## Stored records
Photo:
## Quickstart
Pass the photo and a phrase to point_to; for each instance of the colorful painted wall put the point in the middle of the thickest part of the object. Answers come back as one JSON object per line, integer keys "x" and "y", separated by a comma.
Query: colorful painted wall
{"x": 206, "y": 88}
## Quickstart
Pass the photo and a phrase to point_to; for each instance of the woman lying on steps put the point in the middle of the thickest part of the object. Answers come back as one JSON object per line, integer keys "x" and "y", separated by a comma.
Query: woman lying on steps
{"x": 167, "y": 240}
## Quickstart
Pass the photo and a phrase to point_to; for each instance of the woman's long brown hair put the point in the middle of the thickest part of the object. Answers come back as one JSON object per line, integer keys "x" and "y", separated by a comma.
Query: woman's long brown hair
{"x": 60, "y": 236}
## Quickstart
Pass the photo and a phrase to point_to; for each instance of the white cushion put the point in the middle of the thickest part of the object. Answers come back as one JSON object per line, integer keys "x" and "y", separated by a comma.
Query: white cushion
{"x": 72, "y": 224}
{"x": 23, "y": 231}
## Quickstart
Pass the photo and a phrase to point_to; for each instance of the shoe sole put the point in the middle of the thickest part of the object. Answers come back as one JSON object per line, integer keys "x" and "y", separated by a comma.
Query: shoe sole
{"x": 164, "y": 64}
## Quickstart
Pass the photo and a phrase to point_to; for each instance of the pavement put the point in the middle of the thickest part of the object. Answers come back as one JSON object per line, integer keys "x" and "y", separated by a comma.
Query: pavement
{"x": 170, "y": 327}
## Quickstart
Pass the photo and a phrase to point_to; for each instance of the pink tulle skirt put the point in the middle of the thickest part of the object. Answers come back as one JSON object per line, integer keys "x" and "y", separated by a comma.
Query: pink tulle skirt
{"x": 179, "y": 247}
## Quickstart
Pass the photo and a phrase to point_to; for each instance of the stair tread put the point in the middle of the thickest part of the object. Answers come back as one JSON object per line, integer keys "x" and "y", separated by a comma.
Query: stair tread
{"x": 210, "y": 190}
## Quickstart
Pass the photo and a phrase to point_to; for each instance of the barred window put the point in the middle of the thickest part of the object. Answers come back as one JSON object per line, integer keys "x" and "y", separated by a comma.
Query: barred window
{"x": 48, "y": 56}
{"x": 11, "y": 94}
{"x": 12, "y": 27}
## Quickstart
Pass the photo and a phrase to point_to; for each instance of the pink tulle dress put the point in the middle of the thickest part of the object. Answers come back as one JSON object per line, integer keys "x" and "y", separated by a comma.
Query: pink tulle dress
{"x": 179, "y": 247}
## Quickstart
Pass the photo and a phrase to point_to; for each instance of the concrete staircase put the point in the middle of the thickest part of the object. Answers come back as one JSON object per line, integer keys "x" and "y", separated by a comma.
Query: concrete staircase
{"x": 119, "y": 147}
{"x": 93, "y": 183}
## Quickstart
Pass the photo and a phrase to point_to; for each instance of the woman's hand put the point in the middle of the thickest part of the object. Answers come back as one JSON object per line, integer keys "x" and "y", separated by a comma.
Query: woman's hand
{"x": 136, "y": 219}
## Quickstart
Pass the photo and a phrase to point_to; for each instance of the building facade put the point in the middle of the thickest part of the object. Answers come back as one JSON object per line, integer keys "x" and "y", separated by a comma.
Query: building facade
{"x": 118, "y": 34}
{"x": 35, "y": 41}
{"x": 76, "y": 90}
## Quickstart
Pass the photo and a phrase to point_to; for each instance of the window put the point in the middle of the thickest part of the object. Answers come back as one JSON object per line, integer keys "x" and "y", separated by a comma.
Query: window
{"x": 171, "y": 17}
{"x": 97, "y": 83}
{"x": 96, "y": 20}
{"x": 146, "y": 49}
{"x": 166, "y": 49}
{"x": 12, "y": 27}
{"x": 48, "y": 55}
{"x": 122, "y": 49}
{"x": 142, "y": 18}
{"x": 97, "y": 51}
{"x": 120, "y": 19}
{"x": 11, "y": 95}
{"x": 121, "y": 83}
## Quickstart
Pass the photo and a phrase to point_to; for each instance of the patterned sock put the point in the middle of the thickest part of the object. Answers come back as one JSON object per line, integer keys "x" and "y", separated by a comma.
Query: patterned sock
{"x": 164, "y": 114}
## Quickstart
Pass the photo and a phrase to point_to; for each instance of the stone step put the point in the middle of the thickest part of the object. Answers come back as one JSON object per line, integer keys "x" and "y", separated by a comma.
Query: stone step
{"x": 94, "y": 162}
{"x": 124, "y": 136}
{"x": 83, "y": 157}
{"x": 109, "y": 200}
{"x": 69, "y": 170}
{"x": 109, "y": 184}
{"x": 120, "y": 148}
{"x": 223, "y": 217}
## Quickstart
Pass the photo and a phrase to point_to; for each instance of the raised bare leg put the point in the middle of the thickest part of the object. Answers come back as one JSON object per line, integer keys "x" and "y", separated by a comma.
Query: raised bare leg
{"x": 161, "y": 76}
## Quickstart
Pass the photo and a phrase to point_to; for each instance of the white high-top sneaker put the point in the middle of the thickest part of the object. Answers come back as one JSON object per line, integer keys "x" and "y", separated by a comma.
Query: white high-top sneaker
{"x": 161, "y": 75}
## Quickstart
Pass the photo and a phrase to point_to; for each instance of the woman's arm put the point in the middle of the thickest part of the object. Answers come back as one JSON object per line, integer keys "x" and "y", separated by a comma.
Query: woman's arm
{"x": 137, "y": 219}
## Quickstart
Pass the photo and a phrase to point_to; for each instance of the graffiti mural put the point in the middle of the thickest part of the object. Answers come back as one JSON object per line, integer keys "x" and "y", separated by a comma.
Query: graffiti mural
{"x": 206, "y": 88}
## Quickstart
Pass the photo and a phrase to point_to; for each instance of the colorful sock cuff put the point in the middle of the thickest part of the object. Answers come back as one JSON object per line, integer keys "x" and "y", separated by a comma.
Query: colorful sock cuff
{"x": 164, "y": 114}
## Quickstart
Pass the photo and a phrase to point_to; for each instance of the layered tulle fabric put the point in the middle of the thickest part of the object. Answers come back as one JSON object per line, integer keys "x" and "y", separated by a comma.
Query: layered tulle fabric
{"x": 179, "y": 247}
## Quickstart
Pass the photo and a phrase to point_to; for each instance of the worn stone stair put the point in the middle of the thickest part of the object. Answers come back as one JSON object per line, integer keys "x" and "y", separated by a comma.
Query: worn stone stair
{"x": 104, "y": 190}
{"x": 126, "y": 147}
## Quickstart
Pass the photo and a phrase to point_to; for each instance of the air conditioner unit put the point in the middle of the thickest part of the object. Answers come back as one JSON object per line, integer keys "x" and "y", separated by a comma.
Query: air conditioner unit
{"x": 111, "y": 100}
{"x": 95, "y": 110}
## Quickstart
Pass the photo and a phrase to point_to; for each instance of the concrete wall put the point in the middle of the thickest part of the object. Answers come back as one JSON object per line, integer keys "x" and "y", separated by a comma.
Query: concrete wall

## What this task involves
Retype the listing exactly, in full.

## Completed exercise
Photo:
## Quickstart
Pass the photo and a phrase to point_to; for each instance of the colorful painted wall put the point in the middle of the thickest part of the object. Answers come back as one JSON object per line, integer keys "x" and "y", separated by a comma.
Query: colorful painted wall
{"x": 206, "y": 88}
## Quickstart
Pass the photo and a phrase to point_to; for each instance of the woman lying on steps put the point in the middle of the thickest part of the object. Answers come back as one JSON object per line, integer keys "x" and "y", separated by a comma.
Query: woman lying on steps
{"x": 167, "y": 240}
## Quickstart
Pass the photo and a phrase to point_to; for each instance of the woman's long brown hair put the point in the middle of the thickest part of the object. Answers come back as one JSON object per line, integer keys "x" and "y", separated by a comma.
Query: woman's long brown hair
{"x": 60, "y": 236}
## Quickstart
Pass the photo and a phrase to point_to; for each instance of the white cushion put the point in the middle of the thickest part of the object. Answers come back as one JSON object per line, integer keys "x" and "y", separated by a comma.
Query: white cushion
{"x": 72, "y": 224}
{"x": 23, "y": 231}
## Quickstart
Pass the photo and a phrase to point_to; for each instance of the shoe sole put the point in the middle of the thickest part of the object. Answers come back as one JSON object per line, integer keys "x" and "y", separated by a comma.
Query: shoe sole
{"x": 164, "y": 64}
## Quickstart
Pass the photo and a phrase to point_to; for each instance of the pavement put the point in the middle of the thickest part of the object. Answers come back as one JSON object per line, integer keys "x" and "y", separated by a comma.
Query: pavement
{"x": 170, "y": 327}
## Quickstart
Pass the photo and a phrase to point_to; for each instance of the pink tulle skirt put the point in the middle of the thickest part of the object. Answers come back as one JSON object per line, integer keys "x" and "y", separated by a comma.
Query: pink tulle skirt
{"x": 179, "y": 247}
## Quickstart
Pass the photo and a phrase to point_to; for each instance of the stair tread put the point in the middle of the thickest part of the object. Answers come back as one JSON object per line, integer keys "x" and "y", separated by a comma.
Query: stair tread
{"x": 210, "y": 190}
## Quickstart
Pass the photo and a phrase to point_to; for each instance of the barred window put the point in the middle of the thickest part of the object. Answers come back as one JSON object per line, integer keys "x" and "y", separated by a comma.
Query: barred window
{"x": 48, "y": 56}
{"x": 11, "y": 94}
{"x": 12, "y": 27}
## Quickstart
Pass the photo and a phrase to point_to; for each instance of the pink tulle dress put the point in the middle of the thickest part of the object. Answers come back as one JSON object per line, integer keys "x" and "y", separated by a comma.
Query: pink tulle dress
{"x": 179, "y": 247}
## Quickstart
Pass the photo and a phrase to point_to; for each instance of the concrete staircase put the point in the middle of the thickest part of the object. Answers come back as one JSON object per line, integer keys "x" and "y", separated by a comma.
Query: concrete staircase
{"x": 119, "y": 147}
{"x": 93, "y": 183}
## Quickstart
Pass the photo and a phrase to point_to; for each instance of the woman's hand put the point in the middle of the thickest part of the object. Answers come back as one JSON object per line, integer keys "x" and "y", separated by a comma.
Query: woman's hand
{"x": 136, "y": 219}
## Quickstart
Pass the photo and a phrase to point_to; for each instance of the building facade put the point in the middle of the thickest part of the object. Answers come back as one JSON object per line, integer keys "x" and "y", separated by a comma.
Query: building facade
{"x": 118, "y": 34}
{"x": 35, "y": 41}
{"x": 76, "y": 90}
## Quickstart
Pass the photo and a phrase to point_to; for each instance of the window put the point in the middle of the thickest part of the object. Answers come back as one JSON object per line, integer keys "x" and "y", separated by a comma.
Query: window
{"x": 171, "y": 17}
{"x": 97, "y": 83}
{"x": 96, "y": 20}
{"x": 146, "y": 49}
{"x": 166, "y": 49}
{"x": 12, "y": 27}
{"x": 48, "y": 55}
{"x": 122, "y": 49}
{"x": 142, "y": 18}
{"x": 97, "y": 51}
{"x": 120, "y": 19}
{"x": 11, "y": 95}
{"x": 121, "y": 83}
## Quickstart
Pass the photo and a phrase to point_to; for each instance of the patterned sock put the point in the middle of the thickest part of the object. Answers come back as one JSON object per line, integer keys "x" and "y", separated by a comma.
Query: patterned sock
{"x": 164, "y": 114}
## Quickstart
Pass the photo and a phrase to point_to; for each instance of the stone step put the point in the middle of the thickest part of the object. Answers come back as one JSON object per line, integer keys "x" and "y", separated by a comma.
Query: stone step
{"x": 94, "y": 162}
{"x": 124, "y": 136}
{"x": 83, "y": 157}
{"x": 109, "y": 200}
{"x": 69, "y": 170}
{"x": 109, "y": 184}
{"x": 120, "y": 148}
{"x": 223, "y": 217}
## Quickstart
Pass the photo and a phrase to point_to; for each instance of the raised bare leg put the point in the middle of the thickest part of the object. Answers come back as one JSON object per line, integer keys "x" and "y", separated by a comma.
Query: raised bare leg
{"x": 161, "y": 76}
## Quickstart
Pass the photo and a phrase to point_to; for each instance of the white high-top sneaker put the point in the middle of the thickest part of the object. Answers come back as one JSON object per line, integer keys "x" and "y", separated by a comma.
Query: white high-top sneaker
{"x": 161, "y": 75}
## Quickstart
Pass the photo and a phrase to point_to; for each instance of the woman's arm put the point in the middle of the thickest part of the object. Answers come back as one JSON object per line, integer keys "x" and "y", separated by a comma.
Query: woman's arm
{"x": 137, "y": 219}
## Quickstart
Pass the photo and a phrase to point_to; for each instance of the graffiti mural put the point in the middle of the thickest part of the object. Answers come back as one JSON object per line, integer keys "x" and "y", separated by a comma.
Query: graffiti mural
{"x": 206, "y": 88}
## Quickstart
Pass the photo and a phrase to point_to; for each instance of the colorful sock cuff put the point in the middle of the thickest part of the object. Answers come back as one JSON object per line, integer keys "x" and "y", separated by a comma.
Query: colorful sock cuff
{"x": 164, "y": 114}
## Quickstart
Pass the photo and a phrase to point_to; for each instance of the layered tulle fabric put the point in the middle of the thickest part of the object. Answers come back as one JSON object per line, integer keys "x" and "y", separated by a comma.
Query: layered tulle fabric
{"x": 179, "y": 247}
## Quickstart
Pass the photo and a phrase to point_to; for each instance of the worn stone stair put the point in the middle of the thickest part of the object. Answers come back as one JSON object per line, integer keys "x" and "y", separated by a comma.
Query: worn stone stair
{"x": 104, "y": 190}
{"x": 126, "y": 147}
## Quickstart
Pass the photo and a phrase to point_to; for each instance of the air conditioner unit put the point in the middle of the thickest part of the object. Answers come back as one JSON object per line, integer keys "x" and "y", separated by a comma.
Query: air conditioner unit
{"x": 111, "y": 100}
{"x": 95, "y": 110}
## Quickstart
Pass the photo and a phrase to point_to; for each instance of the concrete wall put the point in the middle of the thickest part of the object. Answers come back as one JSON object per line, integer keys "x" and "y", separated by a comma.
Query: concrete wall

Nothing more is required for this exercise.